#### [STATED PROBLEM]
Do the statements (a), (b) and (c) agree with the financial extract? Answer yes or no for each, quoting the text's deciding words. (a) Diluted earnings per share were higher in the first nine months of 1998 than in the same period of 1997. (b) The cash flow table reports its figures in millions. (c) The table summarizes cash flows from operating, investing and financing activities.

#### [EXTRACT]
---+---

Diluted earnings per share increased to $1.32 during the first nine months of
1998 as compared with $1.18 in the same period in 1997.

Liquidity and Capital Resources
         The following table presents a summary of the Company's cash flows
from operating, investing and financing activities for the periods indicated
(in thousands).
                               Year Ended         Nine Months Ended
                              December 31,   September 30,  September 30, 
                                  1997           1998           1997   
                               ---------      ----------     ----------
Net cash provided by 
  operating activities         $ 123,624      $ 96,134       $ 71,069 
Net cash used in investing
  activities                    (111,546)      (63,663)       (81,520)

---+---

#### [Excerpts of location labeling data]
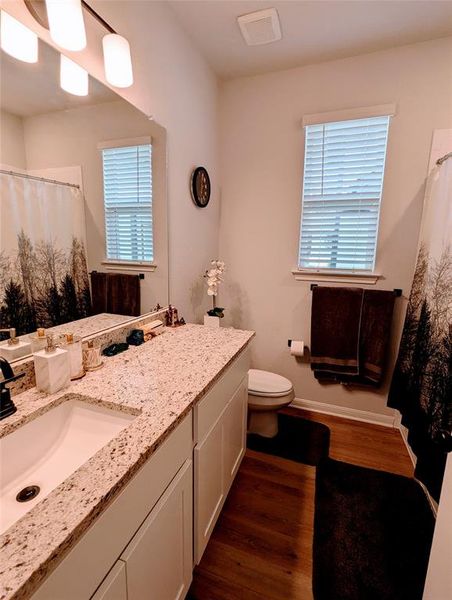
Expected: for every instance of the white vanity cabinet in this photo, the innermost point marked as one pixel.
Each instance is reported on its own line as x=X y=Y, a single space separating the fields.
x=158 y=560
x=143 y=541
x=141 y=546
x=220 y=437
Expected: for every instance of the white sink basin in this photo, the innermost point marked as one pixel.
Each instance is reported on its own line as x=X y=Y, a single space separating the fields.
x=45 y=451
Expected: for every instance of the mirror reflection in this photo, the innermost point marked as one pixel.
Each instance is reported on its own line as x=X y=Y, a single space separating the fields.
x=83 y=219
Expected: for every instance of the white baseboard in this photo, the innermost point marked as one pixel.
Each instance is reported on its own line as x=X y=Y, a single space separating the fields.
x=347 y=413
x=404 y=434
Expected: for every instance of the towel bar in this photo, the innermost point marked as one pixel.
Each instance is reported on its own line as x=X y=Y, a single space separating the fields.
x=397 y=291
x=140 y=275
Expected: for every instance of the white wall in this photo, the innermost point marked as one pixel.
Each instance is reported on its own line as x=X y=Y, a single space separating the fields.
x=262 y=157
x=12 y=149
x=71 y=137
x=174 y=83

---+---

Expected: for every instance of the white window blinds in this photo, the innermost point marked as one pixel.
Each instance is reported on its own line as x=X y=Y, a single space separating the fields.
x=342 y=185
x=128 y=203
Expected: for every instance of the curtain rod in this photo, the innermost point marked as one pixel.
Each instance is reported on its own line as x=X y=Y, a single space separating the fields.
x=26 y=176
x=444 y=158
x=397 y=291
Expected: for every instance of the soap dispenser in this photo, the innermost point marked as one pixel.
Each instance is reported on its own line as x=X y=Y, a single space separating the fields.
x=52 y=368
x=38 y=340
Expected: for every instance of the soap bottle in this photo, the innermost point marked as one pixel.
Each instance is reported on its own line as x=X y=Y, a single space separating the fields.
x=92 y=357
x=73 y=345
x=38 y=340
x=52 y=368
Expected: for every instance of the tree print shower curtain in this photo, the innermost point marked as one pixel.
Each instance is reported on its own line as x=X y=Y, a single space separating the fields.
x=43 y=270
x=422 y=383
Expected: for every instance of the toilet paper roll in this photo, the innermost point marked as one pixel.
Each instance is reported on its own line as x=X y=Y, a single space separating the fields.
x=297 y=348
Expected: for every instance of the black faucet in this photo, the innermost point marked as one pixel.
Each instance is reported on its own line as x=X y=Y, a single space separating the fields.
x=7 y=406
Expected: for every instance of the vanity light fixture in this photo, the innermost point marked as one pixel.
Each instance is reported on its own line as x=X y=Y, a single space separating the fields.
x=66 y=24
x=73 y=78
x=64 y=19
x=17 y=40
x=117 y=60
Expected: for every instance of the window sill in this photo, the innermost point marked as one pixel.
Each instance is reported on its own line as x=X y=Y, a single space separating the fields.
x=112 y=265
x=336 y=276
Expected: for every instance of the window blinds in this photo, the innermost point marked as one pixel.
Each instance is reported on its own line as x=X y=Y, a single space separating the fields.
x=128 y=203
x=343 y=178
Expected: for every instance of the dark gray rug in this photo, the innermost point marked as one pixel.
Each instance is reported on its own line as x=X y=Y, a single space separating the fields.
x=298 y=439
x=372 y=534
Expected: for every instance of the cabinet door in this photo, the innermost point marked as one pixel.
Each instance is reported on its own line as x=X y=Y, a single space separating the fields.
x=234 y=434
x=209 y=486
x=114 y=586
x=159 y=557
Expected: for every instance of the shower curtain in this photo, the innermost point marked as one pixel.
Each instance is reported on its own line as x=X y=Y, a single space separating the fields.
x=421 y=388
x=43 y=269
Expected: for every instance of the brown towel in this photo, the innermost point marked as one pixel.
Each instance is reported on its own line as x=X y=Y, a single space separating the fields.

---+---

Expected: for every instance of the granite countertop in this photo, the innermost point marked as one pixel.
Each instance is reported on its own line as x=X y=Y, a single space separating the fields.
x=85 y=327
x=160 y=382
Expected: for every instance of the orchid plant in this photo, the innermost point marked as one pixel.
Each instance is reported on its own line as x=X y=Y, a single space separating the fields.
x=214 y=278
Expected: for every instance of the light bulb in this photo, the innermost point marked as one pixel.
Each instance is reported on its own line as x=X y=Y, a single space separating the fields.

---+---

#### [SOLUTION TO THIS TASK]
(a) Yes: "Diluted earnings per share increased to $1.32 during the first nine months of 1998 as compared with $1.18 in the same period in 1997."
(b) No: "(in thousands)"
(c) Yes: "a summary of the Company's cash flows from operating, investing and financing activities"